[Opening Material for this exercise section]

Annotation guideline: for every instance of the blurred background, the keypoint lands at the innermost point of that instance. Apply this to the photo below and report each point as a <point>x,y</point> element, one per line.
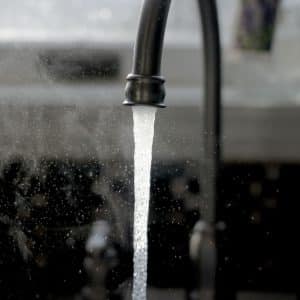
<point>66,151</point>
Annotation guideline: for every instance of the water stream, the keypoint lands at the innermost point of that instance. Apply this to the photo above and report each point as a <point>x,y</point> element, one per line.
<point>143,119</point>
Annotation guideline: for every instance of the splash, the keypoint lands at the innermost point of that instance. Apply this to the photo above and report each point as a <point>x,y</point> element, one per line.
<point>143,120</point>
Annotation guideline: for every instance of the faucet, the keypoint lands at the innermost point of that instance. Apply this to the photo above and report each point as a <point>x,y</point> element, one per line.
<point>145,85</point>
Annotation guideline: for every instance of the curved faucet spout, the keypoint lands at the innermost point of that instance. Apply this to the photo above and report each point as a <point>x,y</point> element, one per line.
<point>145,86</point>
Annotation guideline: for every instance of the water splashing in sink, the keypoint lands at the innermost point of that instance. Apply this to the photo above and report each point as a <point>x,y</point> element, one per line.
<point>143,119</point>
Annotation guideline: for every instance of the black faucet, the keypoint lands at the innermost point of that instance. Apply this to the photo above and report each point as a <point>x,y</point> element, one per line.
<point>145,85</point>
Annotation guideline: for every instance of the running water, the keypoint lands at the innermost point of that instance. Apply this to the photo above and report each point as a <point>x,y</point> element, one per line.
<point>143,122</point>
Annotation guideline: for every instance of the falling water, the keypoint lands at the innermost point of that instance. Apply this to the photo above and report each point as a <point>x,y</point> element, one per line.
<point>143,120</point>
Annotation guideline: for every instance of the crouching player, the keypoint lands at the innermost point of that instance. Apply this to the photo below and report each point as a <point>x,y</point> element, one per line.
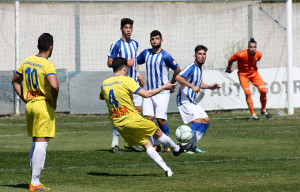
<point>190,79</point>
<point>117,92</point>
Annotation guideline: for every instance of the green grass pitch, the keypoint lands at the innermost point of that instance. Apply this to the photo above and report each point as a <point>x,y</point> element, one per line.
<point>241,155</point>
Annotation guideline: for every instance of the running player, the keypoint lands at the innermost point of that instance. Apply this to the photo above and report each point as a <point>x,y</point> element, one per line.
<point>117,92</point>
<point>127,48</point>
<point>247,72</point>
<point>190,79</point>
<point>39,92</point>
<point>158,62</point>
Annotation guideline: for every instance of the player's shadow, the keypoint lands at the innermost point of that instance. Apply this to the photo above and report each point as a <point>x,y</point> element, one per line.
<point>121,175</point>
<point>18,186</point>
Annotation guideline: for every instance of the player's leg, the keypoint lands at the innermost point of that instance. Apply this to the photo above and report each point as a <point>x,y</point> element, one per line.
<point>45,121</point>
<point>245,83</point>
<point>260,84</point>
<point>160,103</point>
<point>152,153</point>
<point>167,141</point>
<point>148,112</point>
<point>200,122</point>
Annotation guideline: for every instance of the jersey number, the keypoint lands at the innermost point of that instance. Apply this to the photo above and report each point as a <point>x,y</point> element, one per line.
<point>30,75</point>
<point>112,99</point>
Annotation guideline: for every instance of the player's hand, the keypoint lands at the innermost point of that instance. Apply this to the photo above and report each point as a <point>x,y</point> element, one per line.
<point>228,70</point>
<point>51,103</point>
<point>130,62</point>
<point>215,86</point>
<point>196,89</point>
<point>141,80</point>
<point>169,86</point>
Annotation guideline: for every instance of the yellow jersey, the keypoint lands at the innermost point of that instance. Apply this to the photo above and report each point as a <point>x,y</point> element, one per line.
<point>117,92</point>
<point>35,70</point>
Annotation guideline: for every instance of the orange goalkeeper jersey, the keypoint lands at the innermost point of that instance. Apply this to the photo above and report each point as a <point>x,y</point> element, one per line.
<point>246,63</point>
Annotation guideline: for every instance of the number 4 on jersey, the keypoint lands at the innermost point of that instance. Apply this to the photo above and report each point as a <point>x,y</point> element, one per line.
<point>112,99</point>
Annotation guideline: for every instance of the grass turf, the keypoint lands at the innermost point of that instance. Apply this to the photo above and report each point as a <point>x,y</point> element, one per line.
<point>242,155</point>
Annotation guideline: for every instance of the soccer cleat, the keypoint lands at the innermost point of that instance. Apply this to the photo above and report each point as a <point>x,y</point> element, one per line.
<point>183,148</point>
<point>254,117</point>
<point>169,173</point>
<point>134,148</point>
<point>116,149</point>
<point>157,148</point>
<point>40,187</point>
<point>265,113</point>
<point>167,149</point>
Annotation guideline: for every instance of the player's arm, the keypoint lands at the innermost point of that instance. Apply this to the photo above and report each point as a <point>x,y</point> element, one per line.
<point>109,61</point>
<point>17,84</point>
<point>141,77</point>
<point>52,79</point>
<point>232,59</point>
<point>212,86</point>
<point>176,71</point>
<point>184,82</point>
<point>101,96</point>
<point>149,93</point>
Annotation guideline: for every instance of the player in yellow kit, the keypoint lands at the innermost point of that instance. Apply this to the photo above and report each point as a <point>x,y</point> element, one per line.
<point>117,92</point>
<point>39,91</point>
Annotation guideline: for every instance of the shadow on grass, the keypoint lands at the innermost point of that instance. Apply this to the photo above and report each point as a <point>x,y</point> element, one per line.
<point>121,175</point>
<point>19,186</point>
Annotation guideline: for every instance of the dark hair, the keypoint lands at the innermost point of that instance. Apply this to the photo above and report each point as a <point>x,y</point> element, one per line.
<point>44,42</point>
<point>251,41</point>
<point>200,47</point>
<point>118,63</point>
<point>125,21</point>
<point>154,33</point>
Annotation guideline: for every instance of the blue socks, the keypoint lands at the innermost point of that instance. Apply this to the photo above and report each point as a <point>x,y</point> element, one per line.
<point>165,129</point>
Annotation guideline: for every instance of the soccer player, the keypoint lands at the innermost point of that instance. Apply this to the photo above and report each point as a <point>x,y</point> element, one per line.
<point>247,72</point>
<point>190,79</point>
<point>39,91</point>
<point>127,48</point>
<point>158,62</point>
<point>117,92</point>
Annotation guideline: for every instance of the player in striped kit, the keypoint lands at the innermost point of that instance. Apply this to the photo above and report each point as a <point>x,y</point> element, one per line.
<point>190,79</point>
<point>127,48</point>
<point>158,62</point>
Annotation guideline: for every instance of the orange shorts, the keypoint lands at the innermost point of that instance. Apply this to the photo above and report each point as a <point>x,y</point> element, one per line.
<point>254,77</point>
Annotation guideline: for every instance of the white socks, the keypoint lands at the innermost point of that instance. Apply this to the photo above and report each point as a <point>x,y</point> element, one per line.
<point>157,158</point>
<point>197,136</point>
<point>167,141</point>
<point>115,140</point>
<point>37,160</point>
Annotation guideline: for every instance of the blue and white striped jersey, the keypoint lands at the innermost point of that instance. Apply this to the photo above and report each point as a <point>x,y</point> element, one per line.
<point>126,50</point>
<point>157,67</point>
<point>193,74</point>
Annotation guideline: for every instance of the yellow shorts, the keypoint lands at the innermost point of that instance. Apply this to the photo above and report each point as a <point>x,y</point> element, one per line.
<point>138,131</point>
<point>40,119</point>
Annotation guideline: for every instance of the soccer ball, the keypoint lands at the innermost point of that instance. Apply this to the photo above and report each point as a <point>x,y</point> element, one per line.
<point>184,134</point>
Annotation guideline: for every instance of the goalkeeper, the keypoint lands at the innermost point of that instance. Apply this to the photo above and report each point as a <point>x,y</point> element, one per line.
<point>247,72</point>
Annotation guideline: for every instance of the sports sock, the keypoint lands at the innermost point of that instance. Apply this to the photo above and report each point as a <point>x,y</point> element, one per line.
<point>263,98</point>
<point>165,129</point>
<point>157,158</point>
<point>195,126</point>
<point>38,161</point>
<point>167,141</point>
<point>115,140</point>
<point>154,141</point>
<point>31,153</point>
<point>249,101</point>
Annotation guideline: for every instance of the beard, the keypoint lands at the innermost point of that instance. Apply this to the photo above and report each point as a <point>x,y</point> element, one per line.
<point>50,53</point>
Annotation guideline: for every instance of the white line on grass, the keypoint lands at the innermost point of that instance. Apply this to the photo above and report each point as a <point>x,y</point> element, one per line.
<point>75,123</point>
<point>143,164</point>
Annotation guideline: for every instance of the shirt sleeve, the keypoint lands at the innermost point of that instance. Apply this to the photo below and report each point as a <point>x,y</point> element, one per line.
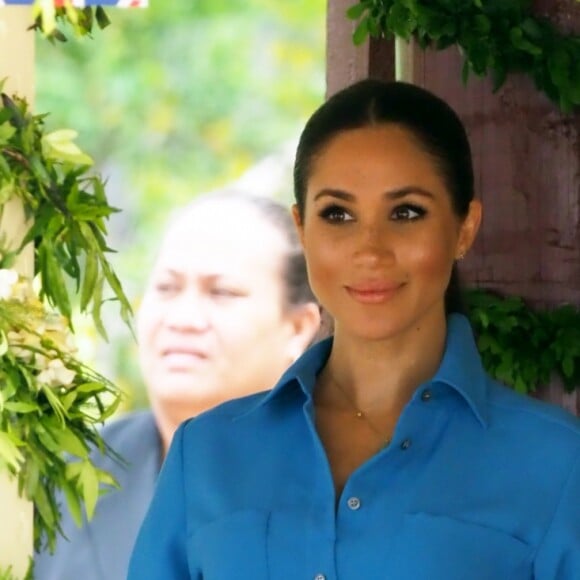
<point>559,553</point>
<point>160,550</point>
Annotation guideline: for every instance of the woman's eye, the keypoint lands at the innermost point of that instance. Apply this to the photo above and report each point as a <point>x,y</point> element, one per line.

[Closing Material for this exercise section]
[Opening Material for this exercise section]

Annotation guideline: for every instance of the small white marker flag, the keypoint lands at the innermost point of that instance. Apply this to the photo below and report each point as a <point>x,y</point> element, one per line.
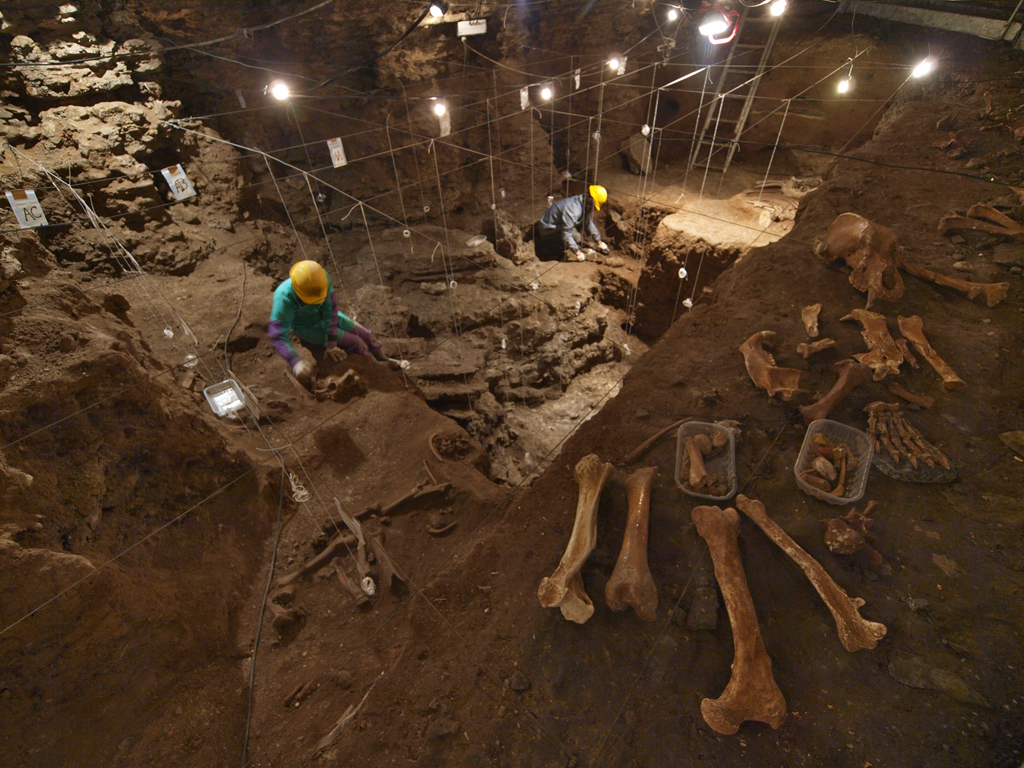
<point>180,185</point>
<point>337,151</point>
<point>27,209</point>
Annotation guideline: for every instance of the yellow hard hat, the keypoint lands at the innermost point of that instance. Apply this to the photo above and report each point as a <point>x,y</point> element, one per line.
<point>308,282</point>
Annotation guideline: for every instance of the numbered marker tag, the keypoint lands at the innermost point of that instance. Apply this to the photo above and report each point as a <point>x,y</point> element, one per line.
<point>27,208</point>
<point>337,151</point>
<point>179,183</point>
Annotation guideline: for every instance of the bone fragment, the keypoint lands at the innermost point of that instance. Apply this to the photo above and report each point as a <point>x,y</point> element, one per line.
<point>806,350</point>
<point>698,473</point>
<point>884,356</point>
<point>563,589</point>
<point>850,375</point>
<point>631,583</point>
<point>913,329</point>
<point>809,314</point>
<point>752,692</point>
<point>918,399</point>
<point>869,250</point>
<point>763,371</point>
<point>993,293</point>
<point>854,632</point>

[Closing Material for this exercise section]
[Opening Material for this exercise section]

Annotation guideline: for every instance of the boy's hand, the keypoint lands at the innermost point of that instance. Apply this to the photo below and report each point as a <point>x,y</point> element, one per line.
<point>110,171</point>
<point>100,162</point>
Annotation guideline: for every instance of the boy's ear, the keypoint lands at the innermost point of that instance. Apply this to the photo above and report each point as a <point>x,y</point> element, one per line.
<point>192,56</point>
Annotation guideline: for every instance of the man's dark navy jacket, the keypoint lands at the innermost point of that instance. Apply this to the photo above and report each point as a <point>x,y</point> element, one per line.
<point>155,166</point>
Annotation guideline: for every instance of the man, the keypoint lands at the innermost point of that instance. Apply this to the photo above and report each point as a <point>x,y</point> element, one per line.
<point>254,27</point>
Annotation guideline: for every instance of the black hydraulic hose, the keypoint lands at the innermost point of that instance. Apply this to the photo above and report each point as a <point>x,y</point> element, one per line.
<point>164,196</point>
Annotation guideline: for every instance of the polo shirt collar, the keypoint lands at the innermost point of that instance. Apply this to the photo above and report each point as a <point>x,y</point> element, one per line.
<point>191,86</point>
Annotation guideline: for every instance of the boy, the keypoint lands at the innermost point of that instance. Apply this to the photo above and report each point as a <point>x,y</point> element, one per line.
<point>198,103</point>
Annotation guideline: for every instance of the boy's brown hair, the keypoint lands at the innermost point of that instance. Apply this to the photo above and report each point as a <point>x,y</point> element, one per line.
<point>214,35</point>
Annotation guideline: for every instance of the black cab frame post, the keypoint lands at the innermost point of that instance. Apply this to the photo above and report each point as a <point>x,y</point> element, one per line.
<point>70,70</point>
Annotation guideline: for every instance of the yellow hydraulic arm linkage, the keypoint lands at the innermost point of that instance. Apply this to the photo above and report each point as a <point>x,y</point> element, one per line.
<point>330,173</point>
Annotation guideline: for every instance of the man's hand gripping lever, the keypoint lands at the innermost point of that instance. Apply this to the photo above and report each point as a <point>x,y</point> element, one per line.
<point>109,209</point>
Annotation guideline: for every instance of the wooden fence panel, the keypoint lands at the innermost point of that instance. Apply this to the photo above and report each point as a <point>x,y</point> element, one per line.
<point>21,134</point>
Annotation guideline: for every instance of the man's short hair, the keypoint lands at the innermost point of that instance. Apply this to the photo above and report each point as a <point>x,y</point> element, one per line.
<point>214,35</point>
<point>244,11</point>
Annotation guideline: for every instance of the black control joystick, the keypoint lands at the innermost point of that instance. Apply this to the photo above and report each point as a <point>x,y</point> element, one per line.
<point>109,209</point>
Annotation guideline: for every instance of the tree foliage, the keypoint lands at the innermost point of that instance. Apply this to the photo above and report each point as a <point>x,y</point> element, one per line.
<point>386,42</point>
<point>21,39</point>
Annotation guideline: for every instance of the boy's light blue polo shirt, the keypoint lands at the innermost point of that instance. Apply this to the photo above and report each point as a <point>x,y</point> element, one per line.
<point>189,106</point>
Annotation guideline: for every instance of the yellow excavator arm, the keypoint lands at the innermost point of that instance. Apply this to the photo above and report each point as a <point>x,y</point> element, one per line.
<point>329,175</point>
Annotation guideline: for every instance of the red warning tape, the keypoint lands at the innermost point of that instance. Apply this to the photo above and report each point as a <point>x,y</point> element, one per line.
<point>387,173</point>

[Closing Material for this exercise section]

For the entries above, print exactly the lines between the one with "Annotation guideline: for every instance of the white line" and the one with "Annotation guideline: for every instance of the woman's", inclusive, with no pictures.

Annotation guideline: for every instance of the white line on grass, the keypoint lands at the innermost point of that instance. Apply this to the photo above and report each point as a <point>x,y</point> element, one per line.
<point>75,123</point>
<point>143,164</point>
Annotation guideline: for every instance of the shirt sleeve, the keypoint lands at the innermost point of that instance. Apply this to the photo below and report each point as a <point>x,y</point> element, one per line.
<point>559,553</point>
<point>160,550</point>
Annotation guideline: for every instance of the woman's eye, the keypoint lands at the innermost point of that instance. Apply this to the photo above and report each point as a <point>x,y</point> element, one per line.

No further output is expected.